DIRECTIONS FOR THIS TASK
Edit the forum thread on recursion from "Kind regards" up to and including "then return 1;.", substituting "base case" for "terminal condition".

I would create a procedure that handles one node and takes the node as parameter (the first call would take the root node). It then calls it self whenever it has to “move on” to another node and takes that node as a parameter.

The procedure has to figure out whether the animal has been identified or not and thus whether it should make another recursive call.

Hope it helps.

Kind regards
Bent Bracke

cantanima · September 2, 2024, 3:58pm

Don’t let yourself get too frustrated; binary trees and recursion are both very good at deflating most aspiring programmers’ egos. Once we get used to them, they’re not so bad, but only relatively speaking, and I know a few people who’ve been in the business a long while and still tremble at the sight of them.

To @bracke’s hint I would add that recursive functions are almost always simple in their structure. Given an input I, the recursive function F:

Tests if I satisfies a condition. (Often called the “terminal condition”.) In the classical case of the Fibonacci sequence, if I = 1 or I = 2
1. If so, it returns either I or some easily-computed value based on it. Fibonacci: then return 1;.
2. If not, it recurses; that is, it calls itself with one or more different parameters typically obtained by modifying I. Fibonacci: else return F (I - 1) + F (I - 2);.

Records
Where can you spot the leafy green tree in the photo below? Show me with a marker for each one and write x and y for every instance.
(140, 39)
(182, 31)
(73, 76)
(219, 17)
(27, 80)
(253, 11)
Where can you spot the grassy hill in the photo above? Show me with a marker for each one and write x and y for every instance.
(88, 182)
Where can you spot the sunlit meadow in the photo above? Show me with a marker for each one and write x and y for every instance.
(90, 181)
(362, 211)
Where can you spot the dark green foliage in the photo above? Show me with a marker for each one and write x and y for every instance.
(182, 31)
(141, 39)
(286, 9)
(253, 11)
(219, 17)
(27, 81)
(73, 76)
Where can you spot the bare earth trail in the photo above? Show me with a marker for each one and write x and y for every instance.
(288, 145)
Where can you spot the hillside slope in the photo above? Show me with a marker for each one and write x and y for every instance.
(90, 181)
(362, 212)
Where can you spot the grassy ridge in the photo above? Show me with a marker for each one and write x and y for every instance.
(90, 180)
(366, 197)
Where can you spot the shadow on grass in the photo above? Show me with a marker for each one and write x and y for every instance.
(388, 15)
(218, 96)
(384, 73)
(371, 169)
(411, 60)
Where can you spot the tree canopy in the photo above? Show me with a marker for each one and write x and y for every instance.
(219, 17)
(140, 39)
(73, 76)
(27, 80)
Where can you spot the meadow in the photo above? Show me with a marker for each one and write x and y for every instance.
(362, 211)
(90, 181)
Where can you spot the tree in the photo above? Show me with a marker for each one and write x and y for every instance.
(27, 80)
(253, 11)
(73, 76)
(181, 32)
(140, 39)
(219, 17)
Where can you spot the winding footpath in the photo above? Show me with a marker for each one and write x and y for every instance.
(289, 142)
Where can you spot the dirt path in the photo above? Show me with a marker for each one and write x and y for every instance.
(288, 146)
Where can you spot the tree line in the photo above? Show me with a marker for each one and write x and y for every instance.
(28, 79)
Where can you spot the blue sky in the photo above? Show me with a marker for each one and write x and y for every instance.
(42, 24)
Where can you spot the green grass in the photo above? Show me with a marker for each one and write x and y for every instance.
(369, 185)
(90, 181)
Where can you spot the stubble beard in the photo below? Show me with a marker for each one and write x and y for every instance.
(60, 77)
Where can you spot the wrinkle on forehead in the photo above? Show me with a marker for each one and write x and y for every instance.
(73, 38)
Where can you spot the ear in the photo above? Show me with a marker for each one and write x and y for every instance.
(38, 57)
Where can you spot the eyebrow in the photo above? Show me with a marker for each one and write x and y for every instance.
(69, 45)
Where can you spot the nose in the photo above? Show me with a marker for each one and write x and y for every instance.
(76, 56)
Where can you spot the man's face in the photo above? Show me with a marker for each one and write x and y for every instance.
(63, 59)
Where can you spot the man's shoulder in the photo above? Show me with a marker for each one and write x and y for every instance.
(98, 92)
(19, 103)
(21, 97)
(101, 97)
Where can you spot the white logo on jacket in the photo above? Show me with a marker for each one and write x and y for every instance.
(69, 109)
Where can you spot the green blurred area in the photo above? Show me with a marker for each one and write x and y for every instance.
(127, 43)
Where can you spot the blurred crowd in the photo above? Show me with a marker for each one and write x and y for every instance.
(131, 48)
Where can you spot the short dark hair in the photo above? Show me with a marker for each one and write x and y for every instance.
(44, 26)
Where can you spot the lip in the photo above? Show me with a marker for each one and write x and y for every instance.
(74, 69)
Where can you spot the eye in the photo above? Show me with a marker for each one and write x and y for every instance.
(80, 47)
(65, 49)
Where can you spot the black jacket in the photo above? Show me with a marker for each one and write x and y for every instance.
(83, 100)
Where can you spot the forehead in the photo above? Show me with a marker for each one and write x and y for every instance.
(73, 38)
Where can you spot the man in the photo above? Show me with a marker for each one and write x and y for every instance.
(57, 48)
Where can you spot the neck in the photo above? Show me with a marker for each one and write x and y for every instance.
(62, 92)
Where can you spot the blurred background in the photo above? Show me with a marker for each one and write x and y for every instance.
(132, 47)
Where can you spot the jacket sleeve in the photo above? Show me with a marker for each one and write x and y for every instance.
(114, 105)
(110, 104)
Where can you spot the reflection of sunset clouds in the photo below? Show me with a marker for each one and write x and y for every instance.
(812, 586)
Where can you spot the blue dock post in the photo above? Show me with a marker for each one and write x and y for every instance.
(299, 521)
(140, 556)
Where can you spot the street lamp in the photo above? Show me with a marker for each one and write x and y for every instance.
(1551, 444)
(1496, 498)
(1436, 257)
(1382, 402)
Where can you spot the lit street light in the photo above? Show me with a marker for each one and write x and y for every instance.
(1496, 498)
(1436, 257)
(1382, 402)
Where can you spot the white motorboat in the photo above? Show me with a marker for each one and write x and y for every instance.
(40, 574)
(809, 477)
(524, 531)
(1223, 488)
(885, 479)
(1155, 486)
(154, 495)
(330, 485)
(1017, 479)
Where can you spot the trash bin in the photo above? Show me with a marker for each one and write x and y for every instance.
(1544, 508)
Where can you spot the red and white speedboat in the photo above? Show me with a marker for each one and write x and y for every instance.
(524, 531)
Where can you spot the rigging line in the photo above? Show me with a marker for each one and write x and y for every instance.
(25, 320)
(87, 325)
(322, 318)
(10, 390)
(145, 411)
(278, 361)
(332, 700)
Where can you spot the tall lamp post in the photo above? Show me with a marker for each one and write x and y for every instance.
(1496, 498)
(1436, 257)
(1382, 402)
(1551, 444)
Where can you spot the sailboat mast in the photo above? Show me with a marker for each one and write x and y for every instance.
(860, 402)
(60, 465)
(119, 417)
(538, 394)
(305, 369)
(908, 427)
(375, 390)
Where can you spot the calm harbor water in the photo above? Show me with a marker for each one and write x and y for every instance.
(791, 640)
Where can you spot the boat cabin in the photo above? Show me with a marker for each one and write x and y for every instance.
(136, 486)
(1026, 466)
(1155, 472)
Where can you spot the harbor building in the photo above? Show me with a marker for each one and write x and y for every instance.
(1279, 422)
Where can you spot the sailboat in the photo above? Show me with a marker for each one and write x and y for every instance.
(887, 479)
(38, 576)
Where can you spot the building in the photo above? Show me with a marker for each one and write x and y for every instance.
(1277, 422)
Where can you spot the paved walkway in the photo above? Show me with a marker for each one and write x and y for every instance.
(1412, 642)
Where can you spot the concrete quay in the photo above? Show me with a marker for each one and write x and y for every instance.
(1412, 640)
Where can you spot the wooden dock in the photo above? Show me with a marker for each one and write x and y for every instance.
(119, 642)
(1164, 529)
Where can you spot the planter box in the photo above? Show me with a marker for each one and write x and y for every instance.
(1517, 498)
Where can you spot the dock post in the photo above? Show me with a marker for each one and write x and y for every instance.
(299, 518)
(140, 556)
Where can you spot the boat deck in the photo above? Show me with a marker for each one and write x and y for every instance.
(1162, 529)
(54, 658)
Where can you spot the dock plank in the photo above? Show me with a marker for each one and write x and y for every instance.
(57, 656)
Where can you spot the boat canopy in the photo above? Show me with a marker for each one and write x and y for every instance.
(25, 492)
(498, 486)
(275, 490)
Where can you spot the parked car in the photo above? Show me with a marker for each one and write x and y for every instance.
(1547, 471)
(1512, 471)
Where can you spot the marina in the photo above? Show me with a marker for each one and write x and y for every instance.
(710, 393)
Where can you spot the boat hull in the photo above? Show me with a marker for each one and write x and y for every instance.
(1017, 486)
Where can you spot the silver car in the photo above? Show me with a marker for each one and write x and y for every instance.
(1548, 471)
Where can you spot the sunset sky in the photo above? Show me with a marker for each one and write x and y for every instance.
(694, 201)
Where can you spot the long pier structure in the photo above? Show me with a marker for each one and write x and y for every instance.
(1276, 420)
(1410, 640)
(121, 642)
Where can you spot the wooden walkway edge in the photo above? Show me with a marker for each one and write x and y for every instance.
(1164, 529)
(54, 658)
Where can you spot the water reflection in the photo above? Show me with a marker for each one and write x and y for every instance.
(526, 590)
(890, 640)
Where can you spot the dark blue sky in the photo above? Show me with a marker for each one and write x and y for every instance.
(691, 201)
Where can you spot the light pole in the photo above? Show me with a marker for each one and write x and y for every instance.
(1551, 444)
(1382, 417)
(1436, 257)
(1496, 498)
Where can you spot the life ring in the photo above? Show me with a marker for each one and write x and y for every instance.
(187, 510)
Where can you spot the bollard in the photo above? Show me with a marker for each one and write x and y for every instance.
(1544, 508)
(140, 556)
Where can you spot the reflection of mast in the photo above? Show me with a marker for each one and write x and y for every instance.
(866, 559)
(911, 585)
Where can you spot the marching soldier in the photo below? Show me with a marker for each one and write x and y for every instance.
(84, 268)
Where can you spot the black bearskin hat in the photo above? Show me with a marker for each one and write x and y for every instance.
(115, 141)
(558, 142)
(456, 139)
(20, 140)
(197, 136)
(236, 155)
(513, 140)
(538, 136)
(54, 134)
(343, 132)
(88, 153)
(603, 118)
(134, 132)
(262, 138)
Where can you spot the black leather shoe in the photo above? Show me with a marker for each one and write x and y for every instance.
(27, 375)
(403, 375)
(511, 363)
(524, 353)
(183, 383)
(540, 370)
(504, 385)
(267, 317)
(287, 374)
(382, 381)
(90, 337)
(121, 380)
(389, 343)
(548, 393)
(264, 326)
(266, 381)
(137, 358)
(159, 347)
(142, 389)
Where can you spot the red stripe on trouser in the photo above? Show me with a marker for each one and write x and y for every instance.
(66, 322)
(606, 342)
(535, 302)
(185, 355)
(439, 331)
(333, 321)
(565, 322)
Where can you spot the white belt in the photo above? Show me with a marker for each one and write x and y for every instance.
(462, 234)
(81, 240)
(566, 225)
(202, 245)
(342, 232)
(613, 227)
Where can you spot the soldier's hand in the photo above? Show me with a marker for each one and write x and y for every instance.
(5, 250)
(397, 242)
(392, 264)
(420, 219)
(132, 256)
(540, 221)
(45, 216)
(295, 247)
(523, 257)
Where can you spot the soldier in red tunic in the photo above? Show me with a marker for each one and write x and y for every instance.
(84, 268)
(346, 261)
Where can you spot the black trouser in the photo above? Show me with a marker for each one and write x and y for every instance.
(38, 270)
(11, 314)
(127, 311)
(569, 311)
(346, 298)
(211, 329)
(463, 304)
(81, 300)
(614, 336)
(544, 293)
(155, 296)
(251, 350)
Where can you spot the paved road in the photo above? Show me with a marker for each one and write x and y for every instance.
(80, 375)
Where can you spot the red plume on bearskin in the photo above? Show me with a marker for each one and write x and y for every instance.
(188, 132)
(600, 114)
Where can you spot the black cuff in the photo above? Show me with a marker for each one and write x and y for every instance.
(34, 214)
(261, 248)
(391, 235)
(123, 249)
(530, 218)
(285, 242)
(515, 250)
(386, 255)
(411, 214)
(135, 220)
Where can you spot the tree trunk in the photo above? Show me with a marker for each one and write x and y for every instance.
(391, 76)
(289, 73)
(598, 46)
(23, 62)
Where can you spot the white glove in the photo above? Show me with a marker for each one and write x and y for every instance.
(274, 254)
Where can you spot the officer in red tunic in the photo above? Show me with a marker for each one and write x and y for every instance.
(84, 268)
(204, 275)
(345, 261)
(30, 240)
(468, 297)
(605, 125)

EXERCISE OUTPUT
Kind regards
Bent Bracke

cantanima · September 2, 2024, 3:58pm

Don’t let yourself get too frustrated; binary trees and recursion are both very good at deflating most aspiring programmers’ egos. Once we get used to them, they’re not so bad, but only relatively speaking, and I know a few people who’ve been in the business a long while and still tremble at the sight of them.

To @bracke’s hint I would add that recursive functions are almost always simple in their structure. Given an input I, the recursive function F:

Tests if I satisfies a condition. (Often called the “base case”.) In the classical case of the Fibonacci sequence, if I = 1 or I = 2
1. If so, it returns either I or some easily-computed value based on it. Fibonacci: then return 1;.